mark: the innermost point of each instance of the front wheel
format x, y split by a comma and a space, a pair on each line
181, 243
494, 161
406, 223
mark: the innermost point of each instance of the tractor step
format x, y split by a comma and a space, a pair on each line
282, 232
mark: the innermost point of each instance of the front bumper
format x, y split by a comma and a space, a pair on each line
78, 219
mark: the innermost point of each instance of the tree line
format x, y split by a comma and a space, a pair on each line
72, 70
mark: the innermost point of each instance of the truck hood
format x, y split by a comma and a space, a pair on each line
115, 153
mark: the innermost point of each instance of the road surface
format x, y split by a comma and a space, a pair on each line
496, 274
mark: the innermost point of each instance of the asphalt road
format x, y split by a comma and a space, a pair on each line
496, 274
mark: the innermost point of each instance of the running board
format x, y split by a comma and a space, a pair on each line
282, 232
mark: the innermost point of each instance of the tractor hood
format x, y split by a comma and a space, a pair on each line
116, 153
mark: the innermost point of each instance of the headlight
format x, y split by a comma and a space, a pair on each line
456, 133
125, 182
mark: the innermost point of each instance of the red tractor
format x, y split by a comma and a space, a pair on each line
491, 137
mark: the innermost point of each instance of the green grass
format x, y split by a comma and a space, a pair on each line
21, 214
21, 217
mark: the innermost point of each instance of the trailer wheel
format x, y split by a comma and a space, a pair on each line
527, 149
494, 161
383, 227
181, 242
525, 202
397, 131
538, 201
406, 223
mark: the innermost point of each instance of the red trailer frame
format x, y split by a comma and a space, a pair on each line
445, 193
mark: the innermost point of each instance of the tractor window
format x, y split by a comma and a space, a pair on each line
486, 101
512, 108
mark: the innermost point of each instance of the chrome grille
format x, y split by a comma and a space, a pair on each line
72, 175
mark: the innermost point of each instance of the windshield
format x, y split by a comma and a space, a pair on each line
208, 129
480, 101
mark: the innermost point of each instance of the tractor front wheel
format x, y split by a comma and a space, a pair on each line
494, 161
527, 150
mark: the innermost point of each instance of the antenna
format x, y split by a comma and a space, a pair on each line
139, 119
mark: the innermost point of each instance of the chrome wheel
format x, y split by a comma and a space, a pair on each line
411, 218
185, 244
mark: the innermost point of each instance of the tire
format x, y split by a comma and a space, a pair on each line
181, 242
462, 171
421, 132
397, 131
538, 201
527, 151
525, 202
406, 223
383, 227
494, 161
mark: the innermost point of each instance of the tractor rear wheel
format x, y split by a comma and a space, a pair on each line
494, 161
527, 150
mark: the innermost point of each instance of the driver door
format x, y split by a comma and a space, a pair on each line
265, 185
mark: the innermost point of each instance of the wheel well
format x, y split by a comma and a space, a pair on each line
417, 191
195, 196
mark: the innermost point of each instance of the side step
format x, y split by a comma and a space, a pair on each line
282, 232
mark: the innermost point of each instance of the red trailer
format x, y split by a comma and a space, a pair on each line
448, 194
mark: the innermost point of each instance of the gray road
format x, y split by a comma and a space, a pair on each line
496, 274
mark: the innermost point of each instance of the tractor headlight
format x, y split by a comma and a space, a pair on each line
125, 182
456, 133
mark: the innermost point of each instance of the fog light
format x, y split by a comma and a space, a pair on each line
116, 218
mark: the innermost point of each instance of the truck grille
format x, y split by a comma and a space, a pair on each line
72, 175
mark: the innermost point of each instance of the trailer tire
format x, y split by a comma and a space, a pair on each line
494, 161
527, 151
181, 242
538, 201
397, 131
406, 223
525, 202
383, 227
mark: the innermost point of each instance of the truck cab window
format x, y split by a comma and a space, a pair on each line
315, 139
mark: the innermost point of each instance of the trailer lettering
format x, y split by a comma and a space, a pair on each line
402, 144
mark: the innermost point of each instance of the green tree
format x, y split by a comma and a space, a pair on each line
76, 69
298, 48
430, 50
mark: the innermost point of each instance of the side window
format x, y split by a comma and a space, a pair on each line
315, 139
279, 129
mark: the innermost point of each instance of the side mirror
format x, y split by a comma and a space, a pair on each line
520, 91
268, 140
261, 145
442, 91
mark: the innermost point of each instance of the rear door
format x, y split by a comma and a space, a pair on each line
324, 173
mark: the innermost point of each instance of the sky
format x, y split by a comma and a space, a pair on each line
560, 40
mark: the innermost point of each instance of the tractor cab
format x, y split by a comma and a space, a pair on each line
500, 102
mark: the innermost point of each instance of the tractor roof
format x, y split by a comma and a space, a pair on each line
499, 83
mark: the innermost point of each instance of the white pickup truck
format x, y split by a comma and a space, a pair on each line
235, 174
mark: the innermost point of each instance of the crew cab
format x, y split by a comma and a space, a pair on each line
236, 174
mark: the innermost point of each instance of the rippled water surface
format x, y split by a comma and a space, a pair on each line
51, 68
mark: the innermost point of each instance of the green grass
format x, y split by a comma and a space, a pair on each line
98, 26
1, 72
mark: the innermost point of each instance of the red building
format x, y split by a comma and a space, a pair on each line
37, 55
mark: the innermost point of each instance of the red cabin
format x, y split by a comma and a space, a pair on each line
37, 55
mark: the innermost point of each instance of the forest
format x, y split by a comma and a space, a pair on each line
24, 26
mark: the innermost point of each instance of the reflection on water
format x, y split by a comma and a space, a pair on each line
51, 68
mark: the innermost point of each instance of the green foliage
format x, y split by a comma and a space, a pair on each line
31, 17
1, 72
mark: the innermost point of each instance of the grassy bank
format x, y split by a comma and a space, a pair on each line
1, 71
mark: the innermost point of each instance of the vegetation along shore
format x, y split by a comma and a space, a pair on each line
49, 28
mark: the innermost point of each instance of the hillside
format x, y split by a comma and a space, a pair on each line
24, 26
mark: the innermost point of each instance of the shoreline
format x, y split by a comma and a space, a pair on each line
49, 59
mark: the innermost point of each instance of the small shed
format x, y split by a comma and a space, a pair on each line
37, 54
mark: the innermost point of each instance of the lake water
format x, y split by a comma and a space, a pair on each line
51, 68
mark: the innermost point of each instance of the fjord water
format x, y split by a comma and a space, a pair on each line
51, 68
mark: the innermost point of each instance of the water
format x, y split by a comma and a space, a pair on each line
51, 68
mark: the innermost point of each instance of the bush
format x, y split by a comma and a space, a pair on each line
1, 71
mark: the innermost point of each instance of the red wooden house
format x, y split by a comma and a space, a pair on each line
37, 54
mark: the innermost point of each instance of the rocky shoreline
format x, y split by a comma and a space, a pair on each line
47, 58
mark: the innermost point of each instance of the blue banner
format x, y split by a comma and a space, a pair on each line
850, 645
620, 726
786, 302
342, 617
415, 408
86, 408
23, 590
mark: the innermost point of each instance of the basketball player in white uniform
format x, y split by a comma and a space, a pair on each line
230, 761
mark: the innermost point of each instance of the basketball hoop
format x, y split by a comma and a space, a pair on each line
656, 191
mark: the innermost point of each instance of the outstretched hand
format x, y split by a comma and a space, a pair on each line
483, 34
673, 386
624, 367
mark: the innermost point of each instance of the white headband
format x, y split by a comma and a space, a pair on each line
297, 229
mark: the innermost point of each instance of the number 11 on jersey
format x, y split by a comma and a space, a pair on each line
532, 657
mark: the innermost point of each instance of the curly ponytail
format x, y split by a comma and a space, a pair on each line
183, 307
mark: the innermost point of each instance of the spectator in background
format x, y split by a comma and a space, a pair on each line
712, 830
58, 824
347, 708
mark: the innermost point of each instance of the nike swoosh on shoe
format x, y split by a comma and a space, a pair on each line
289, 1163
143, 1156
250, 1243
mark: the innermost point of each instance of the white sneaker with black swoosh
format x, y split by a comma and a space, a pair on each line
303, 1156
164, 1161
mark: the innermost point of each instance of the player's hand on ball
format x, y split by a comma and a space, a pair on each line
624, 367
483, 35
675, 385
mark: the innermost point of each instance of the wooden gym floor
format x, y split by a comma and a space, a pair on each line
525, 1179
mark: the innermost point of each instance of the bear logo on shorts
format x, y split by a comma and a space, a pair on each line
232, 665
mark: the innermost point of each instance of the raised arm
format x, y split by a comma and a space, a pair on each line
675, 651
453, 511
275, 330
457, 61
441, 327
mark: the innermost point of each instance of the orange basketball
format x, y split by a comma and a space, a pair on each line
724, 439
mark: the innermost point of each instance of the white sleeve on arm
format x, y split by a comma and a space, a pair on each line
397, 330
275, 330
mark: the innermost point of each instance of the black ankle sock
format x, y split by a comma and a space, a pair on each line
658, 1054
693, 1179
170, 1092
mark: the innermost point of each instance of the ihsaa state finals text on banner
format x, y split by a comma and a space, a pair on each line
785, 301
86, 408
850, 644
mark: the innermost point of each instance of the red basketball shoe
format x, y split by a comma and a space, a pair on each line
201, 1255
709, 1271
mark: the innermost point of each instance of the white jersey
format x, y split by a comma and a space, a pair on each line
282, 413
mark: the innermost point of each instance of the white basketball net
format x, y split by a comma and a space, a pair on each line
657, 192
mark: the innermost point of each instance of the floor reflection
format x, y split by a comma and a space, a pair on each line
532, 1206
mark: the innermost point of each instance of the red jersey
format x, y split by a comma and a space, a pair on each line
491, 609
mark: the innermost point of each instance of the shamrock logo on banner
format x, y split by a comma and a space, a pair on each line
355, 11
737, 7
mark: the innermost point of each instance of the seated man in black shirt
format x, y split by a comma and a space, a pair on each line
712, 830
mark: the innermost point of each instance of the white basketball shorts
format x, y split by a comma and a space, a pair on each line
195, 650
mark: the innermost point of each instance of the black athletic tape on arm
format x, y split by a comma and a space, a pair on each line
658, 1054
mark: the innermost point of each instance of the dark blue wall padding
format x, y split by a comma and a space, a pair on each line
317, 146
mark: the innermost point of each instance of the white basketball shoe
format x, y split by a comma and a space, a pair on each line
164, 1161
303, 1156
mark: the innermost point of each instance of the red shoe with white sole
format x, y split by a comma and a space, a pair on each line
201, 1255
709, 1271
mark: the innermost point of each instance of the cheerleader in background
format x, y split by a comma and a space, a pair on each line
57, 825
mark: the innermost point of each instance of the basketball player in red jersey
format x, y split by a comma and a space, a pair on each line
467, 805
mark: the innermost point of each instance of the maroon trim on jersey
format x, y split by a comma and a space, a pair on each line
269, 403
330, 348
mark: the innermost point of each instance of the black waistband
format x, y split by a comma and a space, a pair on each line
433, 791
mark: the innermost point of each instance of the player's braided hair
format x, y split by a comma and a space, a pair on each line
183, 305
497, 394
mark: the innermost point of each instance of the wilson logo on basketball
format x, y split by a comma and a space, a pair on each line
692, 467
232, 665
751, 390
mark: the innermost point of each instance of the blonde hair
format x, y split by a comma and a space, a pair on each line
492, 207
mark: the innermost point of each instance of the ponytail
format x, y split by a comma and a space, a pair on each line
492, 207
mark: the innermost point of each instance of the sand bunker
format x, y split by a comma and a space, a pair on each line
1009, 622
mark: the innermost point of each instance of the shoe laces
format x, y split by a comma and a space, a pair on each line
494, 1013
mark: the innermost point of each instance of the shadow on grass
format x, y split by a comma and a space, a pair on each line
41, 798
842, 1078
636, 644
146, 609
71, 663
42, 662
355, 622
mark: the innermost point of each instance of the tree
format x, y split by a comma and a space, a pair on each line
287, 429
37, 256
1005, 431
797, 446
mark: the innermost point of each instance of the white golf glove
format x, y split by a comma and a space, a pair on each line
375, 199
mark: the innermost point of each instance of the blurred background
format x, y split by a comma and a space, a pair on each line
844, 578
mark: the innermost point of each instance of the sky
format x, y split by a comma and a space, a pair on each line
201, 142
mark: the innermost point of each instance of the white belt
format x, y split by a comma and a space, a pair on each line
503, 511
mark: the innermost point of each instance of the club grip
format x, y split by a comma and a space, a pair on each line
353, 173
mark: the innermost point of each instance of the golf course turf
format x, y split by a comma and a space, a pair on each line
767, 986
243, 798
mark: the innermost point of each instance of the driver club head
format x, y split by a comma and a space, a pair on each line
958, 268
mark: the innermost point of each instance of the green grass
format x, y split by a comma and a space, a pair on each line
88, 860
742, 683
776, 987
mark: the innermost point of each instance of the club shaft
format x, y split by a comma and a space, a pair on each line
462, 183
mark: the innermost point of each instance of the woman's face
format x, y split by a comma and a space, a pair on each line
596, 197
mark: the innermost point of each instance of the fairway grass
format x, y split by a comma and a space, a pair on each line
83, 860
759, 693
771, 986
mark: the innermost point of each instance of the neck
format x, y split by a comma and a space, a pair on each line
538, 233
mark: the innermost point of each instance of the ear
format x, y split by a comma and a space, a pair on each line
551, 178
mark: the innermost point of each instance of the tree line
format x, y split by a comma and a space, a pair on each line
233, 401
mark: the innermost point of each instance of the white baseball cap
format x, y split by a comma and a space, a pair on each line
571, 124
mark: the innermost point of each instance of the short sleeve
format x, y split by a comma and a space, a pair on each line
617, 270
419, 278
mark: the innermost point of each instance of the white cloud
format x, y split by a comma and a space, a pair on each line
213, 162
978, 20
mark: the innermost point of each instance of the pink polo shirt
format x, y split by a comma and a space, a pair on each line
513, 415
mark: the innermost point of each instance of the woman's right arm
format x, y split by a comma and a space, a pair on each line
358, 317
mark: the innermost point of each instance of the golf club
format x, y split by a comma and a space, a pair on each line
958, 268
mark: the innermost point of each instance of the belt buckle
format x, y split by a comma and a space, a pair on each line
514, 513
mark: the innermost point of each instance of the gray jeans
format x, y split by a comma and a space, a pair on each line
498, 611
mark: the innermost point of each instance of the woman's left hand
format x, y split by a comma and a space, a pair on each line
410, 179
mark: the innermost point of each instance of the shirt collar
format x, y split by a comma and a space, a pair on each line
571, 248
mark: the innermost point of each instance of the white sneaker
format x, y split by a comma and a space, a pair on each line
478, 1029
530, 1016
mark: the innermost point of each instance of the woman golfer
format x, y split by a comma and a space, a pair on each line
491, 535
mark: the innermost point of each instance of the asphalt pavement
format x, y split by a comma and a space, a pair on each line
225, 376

■ ■ ■

▶ [TASK PROMPT] Give back exactly the lines running from the line containing "mark: the innermost point of each instance of the white cloud" through the end of the material above, both included, and nothing beyond them.

▶ [RESULT OF THE TASK]
mark: the innermost point of each instance of the white cloud
format x, y split by a comma and a space, a pair on each line
213, 162
978, 20
mark: the innermost point of each instance of the pink polo shirt
format x, y split by a comma and a space, a pair on each line
513, 415
mark: the innermost point of each instance of the woman's right arm
format x, y split by a comma and a space, a pair on each line
358, 317
mark: the innermost point of each instance of the golf club
format x, y split by a comma and a space, a pair on each line
958, 268
mark: the innermost point of each instance of the belt buckle
format x, y split by a comma and a space, a pair on each line
514, 513
mark: the innermost point of each instance of the gray jeans
format x, y split by a comma and a space, a pair on each line
498, 611
mark: the innermost point of each instance of the woman's left hand
format x, y split by a comma and a space, a pair on each line
410, 179
mark: the innermost point of each instance of the shirt collar
format x, y split by a comma and a space, a pair on each line
571, 248
mark: the innermost point of each instance of the white sneaker
format x, y split by a comma and a space, a pair on each line
478, 1029
530, 1016
mark: the innermost point of each instance of the woman golfer
format x, y split by a comma and a space, a pair on each line
491, 535
mark: the innermost point of each instance of the asphalt pavement
format x, y split by a comma and a space, a pair on each line
225, 376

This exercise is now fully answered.